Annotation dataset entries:
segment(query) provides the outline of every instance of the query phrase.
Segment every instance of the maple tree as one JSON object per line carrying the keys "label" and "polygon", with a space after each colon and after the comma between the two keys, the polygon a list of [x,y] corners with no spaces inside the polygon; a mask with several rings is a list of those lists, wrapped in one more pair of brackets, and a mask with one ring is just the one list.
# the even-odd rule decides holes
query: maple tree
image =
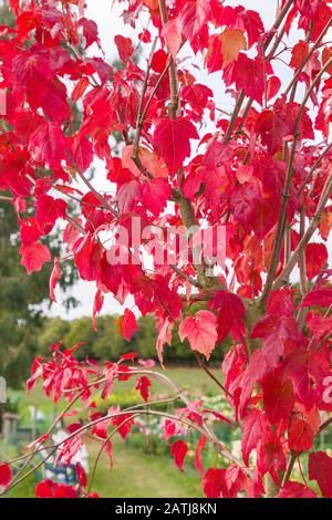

Task objective: Lay out the entries as a Markdown table with the columns Row and Entry line. Start at the first line of the entries, continue through the line containing "Segment every instance", include both of those lines, and skip any blank lines.

Output for this exercise:
| Row | Entry line |
|---|---|
| 1 | segment(query) provides the outline of every instance of the query phrase. |
| 2 | Segment every instance of the maple tree as one JSON object per line carrying the keys "label" and "polygon", with a space after each colon and after the comma between the two keys, the polygon a list of [x,y] corners with no spaces inside the polygon; a mask with several rings is a list of those lists, wrapped in one more pair of brackets, and a mask with one ring is just the one list. |